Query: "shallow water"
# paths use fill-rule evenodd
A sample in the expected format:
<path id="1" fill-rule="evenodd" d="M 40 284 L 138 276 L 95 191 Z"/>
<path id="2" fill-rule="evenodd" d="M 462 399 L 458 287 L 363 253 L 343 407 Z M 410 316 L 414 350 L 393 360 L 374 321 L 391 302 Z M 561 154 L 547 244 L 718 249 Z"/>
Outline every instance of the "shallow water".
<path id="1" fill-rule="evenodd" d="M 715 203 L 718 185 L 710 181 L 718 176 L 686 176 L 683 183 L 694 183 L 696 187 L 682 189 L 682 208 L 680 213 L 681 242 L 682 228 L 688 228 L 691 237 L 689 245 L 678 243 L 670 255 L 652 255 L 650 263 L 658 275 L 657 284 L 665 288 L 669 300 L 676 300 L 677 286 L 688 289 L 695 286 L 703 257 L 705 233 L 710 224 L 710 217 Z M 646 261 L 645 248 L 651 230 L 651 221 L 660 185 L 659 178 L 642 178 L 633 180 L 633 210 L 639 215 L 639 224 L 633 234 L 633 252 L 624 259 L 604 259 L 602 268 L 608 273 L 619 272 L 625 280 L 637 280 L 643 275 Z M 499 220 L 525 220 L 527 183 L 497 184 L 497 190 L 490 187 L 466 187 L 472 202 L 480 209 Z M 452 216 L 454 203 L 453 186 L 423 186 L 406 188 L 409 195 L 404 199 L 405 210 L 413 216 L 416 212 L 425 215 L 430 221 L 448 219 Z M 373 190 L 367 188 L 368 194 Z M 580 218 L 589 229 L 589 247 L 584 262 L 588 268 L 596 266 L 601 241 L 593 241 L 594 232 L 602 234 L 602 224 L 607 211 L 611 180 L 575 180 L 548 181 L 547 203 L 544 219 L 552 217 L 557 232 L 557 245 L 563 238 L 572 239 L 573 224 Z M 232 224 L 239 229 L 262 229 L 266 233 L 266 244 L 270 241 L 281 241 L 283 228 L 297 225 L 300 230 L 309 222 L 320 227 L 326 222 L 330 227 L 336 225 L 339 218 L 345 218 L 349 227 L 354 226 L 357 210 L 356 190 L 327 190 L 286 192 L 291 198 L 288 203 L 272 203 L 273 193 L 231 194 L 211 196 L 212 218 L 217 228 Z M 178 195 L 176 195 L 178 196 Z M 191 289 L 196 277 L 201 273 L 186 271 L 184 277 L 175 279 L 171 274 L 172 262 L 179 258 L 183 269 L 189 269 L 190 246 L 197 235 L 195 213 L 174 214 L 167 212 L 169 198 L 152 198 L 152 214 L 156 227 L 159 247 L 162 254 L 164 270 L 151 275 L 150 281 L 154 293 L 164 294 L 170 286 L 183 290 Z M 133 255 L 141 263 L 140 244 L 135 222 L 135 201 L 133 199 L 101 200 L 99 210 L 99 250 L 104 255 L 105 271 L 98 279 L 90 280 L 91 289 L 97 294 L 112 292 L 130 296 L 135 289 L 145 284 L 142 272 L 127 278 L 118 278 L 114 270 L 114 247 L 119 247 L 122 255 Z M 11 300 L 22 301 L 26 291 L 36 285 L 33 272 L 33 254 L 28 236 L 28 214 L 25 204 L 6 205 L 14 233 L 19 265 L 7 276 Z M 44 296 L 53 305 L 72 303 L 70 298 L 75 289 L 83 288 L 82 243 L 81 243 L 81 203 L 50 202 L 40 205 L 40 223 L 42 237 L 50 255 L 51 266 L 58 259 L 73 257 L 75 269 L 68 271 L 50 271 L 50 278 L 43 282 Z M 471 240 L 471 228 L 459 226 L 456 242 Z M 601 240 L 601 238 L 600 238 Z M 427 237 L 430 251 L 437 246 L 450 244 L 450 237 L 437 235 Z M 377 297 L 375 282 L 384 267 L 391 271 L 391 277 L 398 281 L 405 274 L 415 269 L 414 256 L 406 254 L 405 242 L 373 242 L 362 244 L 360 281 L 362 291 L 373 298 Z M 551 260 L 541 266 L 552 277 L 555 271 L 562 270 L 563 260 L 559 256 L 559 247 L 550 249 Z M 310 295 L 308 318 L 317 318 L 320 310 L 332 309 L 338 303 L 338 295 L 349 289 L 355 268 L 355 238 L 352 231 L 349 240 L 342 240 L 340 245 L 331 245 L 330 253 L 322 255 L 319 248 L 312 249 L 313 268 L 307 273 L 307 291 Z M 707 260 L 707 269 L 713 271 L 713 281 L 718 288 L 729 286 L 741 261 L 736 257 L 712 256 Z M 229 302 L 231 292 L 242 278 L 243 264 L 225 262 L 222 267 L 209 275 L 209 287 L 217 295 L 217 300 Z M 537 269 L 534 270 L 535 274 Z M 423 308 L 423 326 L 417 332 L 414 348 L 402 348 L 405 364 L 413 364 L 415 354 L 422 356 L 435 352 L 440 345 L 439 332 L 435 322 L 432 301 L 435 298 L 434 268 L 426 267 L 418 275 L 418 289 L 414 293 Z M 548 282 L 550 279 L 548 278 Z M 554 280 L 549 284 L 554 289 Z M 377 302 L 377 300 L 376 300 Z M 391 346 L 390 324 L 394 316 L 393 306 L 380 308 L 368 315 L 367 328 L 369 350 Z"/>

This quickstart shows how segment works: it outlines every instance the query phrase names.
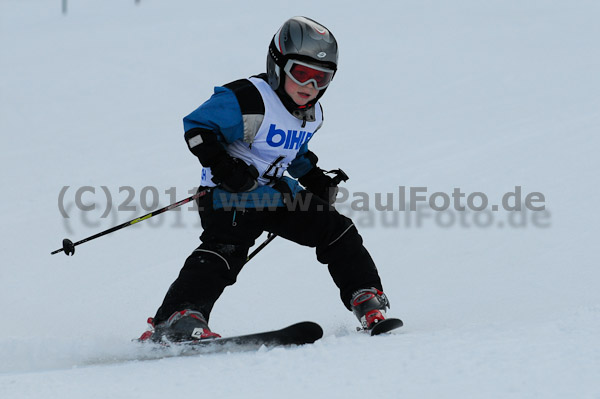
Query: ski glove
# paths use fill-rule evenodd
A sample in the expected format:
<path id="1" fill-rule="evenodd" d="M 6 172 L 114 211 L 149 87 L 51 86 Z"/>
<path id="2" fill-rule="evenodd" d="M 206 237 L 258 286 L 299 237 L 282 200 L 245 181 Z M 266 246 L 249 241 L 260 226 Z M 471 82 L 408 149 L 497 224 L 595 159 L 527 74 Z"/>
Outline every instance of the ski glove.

....

> [Activity] Retype the data above exactly; pictures are not part of the copy.

> [Answer to the exercise]
Query: "shallow water"
# paths use fill-rule evenodd
A sample in the expected format:
<path id="1" fill-rule="evenodd" d="M 40 284 L 138 276 L 95 191 Z"/>
<path id="2" fill-rule="evenodd" d="M 462 399 L 458 287 L 363 253 L 343 407 Z M 410 316 L 414 350 L 393 360 L 374 321 L 391 302 Z M 561 154 L 547 244 L 718 249 Z"/>
Outline every instance of the "shallow water".
<path id="1" fill-rule="evenodd" d="M 715 203 L 718 185 L 710 181 L 718 176 L 686 176 L 683 183 L 694 183 L 696 187 L 682 189 L 682 208 L 680 213 L 681 242 L 682 228 L 688 228 L 691 237 L 689 245 L 678 243 L 670 255 L 652 255 L 650 263 L 658 275 L 657 284 L 665 288 L 669 300 L 676 300 L 677 286 L 688 289 L 695 286 L 703 257 L 705 233 L 710 224 L 710 217 Z M 646 261 L 645 248 L 651 230 L 651 221 L 660 185 L 659 178 L 642 178 L 633 180 L 633 210 L 639 215 L 639 224 L 633 234 L 633 252 L 624 259 L 604 259 L 602 268 L 608 273 L 619 272 L 625 280 L 637 280 L 643 275 Z M 499 220 L 525 220 L 527 183 L 497 184 L 497 190 L 490 187 L 466 187 L 472 202 L 480 209 Z M 452 216 L 454 203 L 453 186 L 423 186 L 406 188 L 409 195 L 404 199 L 405 210 L 413 216 L 416 212 L 425 215 L 430 221 L 448 219 Z M 373 190 L 367 188 L 368 194 Z M 580 218 L 589 229 L 589 247 L 584 262 L 588 268 L 596 266 L 601 241 L 593 241 L 594 232 L 602 234 L 602 224 L 607 211 L 611 180 L 575 180 L 548 181 L 547 203 L 544 219 L 552 217 L 557 232 L 557 245 L 563 238 L 572 239 L 573 224 Z M 232 224 L 239 229 L 262 229 L 266 233 L 266 244 L 270 241 L 281 241 L 283 228 L 297 225 L 300 230 L 309 222 L 320 227 L 326 222 L 330 227 L 336 225 L 339 218 L 345 218 L 349 227 L 354 226 L 357 210 L 356 190 L 327 190 L 286 192 L 291 198 L 288 203 L 272 203 L 273 193 L 231 194 L 211 196 L 212 218 L 217 228 Z M 178 195 L 176 195 L 178 196 Z M 191 289 L 196 277 L 201 273 L 186 271 L 184 277 L 175 279 L 171 274 L 172 262 L 179 258 L 183 269 L 189 269 L 190 246 L 197 235 L 195 213 L 174 214 L 167 212 L 169 198 L 152 198 L 152 214 L 156 227 L 159 247 L 162 254 L 164 270 L 151 275 L 150 281 L 154 293 L 164 294 L 170 286 L 183 290 Z M 133 255 L 141 263 L 140 244 L 135 222 L 135 201 L 133 199 L 101 200 L 99 210 L 99 250 L 104 255 L 105 271 L 98 279 L 90 280 L 91 289 L 97 294 L 112 292 L 130 296 L 135 289 L 145 284 L 142 272 L 127 278 L 118 278 L 114 270 L 114 247 L 119 247 L 122 255 Z M 11 300 L 22 301 L 26 291 L 36 285 L 33 272 L 33 254 L 28 236 L 28 214 L 25 204 L 6 205 L 14 233 L 19 265 L 7 276 Z M 44 296 L 53 305 L 72 303 L 70 298 L 75 289 L 83 288 L 82 243 L 81 243 L 81 203 L 50 202 L 40 205 L 40 223 L 42 237 L 50 255 L 51 266 L 58 259 L 73 257 L 75 269 L 68 271 L 50 271 L 50 278 L 43 282 Z M 471 240 L 471 228 L 459 226 L 456 242 Z M 601 240 L 601 238 L 600 238 Z M 427 237 L 430 251 L 437 246 L 450 244 L 450 237 L 437 235 Z M 377 297 L 375 282 L 384 267 L 391 271 L 391 277 L 398 281 L 405 274 L 415 269 L 414 256 L 406 254 L 405 242 L 373 242 L 362 244 L 360 281 L 362 291 L 373 298 Z M 551 260 L 541 266 L 552 277 L 555 271 L 562 270 L 563 260 L 559 256 L 559 247 L 550 249 Z M 310 295 L 308 318 L 317 318 L 320 310 L 332 309 L 338 303 L 338 295 L 349 289 L 355 268 L 355 238 L 352 231 L 349 240 L 342 240 L 340 245 L 331 245 L 330 253 L 322 255 L 319 248 L 312 249 L 313 268 L 307 273 L 307 291 Z M 707 260 L 707 269 L 713 271 L 713 281 L 718 288 L 729 286 L 741 261 L 736 257 L 712 256 Z M 229 302 L 231 292 L 242 278 L 243 264 L 225 262 L 222 267 L 209 275 L 209 287 L 217 295 L 217 300 Z M 537 269 L 534 270 L 535 274 Z M 423 308 L 423 326 L 417 332 L 414 348 L 402 348 L 405 364 L 413 364 L 415 354 L 422 356 L 435 352 L 440 345 L 439 332 L 435 322 L 432 301 L 435 298 L 434 268 L 426 267 L 418 275 L 418 289 L 414 293 Z M 548 282 L 550 279 L 548 278 Z M 554 280 L 549 284 L 554 289 Z M 377 302 L 377 300 L 376 300 Z M 391 346 L 390 324 L 394 316 L 393 306 L 380 308 L 368 315 L 367 328 L 369 350 Z"/>

This quickstart shows how segment works: it outlines every instance the query phrase names.
Query: ski glove
# paths use fill-rule evenodd
A sample in the expected format:
<path id="1" fill-rule="evenodd" d="M 6 172 L 114 211 L 149 87 L 51 86 Z"/>
<path id="2" fill-rule="evenodd" d="M 206 237 L 258 286 L 299 237 L 282 200 L 245 181 Z M 266 246 L 249 241 L 260 226 Z M 471 82 L 408 149 L 497 224 L 595 159 L 527 74 Z"/>
Outline every instance of the ski glove.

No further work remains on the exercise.